* [Task goal]: Find the line containing "Study the photograph above. For every instance of the sunglasses", then output it and every line after it through the end of the listing below, exactly as written.
--- Start of Raw data ---
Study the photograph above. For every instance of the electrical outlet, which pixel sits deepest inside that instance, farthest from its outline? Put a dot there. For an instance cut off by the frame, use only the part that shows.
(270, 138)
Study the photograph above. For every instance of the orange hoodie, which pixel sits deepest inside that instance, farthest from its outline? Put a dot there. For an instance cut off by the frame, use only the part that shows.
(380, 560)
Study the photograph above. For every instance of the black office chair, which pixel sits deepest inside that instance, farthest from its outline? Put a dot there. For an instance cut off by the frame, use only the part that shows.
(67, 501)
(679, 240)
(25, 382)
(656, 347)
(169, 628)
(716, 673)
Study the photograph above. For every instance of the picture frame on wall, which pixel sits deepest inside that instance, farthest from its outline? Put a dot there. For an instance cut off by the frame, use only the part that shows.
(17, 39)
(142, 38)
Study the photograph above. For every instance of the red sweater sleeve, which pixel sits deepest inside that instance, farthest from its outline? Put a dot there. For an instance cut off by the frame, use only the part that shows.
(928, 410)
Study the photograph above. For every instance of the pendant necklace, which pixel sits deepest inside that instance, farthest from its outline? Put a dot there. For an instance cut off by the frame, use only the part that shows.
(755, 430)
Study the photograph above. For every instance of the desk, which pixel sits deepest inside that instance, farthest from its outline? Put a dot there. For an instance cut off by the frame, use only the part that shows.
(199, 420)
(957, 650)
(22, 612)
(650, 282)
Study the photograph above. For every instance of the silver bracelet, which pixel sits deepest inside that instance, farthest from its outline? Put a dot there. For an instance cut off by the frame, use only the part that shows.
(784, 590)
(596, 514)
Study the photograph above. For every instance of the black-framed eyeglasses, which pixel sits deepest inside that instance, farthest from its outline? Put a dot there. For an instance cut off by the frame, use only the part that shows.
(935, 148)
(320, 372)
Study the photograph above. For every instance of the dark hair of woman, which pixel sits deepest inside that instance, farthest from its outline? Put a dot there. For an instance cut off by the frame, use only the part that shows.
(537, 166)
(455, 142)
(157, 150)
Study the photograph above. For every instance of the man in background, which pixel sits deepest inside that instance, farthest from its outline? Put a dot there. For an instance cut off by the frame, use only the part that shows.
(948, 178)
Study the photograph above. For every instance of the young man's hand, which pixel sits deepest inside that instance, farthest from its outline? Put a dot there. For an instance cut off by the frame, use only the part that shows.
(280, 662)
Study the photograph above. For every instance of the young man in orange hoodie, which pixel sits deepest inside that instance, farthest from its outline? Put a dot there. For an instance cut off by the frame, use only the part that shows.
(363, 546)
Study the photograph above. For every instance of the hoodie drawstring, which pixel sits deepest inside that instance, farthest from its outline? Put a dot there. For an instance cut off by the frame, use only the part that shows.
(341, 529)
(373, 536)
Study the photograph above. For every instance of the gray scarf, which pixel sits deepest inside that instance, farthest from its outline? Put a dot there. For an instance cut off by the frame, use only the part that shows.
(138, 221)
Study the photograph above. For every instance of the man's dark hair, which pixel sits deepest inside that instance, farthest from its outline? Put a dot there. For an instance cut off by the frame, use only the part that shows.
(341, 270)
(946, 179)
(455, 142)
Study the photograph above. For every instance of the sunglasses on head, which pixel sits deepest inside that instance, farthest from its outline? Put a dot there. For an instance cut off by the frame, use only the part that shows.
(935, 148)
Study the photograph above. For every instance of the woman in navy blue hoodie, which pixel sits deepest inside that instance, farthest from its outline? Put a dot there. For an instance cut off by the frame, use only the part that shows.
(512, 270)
--- End of Raw data ---
* [Completed exercise]:
Study the photograph above. For every instance of the sunglasses on head, which pixel sits deepest inside that instance, farthest from its outline? Put a dot there. For an instance cut off by the frame, use only the part that shows.
(935, 148)
Study the photograph above. For every instance of the woman in navy blue hoodie, which pixel sits deepest inside that instance, farthest from its outline? Put a dot there. For an instance cut off by the frame, use only the part that shows.
(512, 270)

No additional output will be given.